### EXERCISE PROMPT
Copy exactly the last part of the entries, starting from the line with "Target: stone wall" and including the final line.

====

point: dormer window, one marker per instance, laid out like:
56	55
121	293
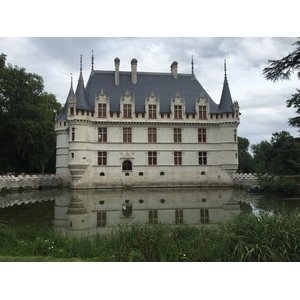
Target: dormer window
178	111
102	110
202	112
152	111
127	111
178	106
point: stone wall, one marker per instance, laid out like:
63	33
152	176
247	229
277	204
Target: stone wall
29	181
244	179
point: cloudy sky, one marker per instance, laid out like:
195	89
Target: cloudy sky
55	53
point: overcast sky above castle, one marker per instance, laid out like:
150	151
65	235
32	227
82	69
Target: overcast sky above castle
262	103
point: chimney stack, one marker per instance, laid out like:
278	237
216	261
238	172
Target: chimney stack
134	71
174	69
117	73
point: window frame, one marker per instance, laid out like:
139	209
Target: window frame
127	135
102	110
152	135
152	111
177	111
178	158
177	135
202	135
202	158
152	158
102	136
127	111
102	158
202	112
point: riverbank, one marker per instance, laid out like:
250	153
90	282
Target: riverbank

====

### EXERCISE SOLUTION
Target: stone wall
29	181
244	179
point: cloudy sky, one marker per instance, laid out like:
195	89
Target: cloudy sky
55	53
point: overcast sky above castle, one marker per instance, laid out like:
150	151
65	235
32	227
82	69
Target: overcast sky above castle
262	103
point: chimney stack, one marker per instance, laid out like:
278	237
216	261
238	172
Target: chimney stack
134	71
174	69
117	73
point: window frame, one marker per instance, laid out like:
139	209
Target: window frame
127	135
102	110
152	135
152	111
177	111
178	158
177	135
202	135
202	158
152	158
102	136
127	111
102	158
202	112
point: riverbank, one marker per instance, laid out like:
250	153
90	282
Target: riverbank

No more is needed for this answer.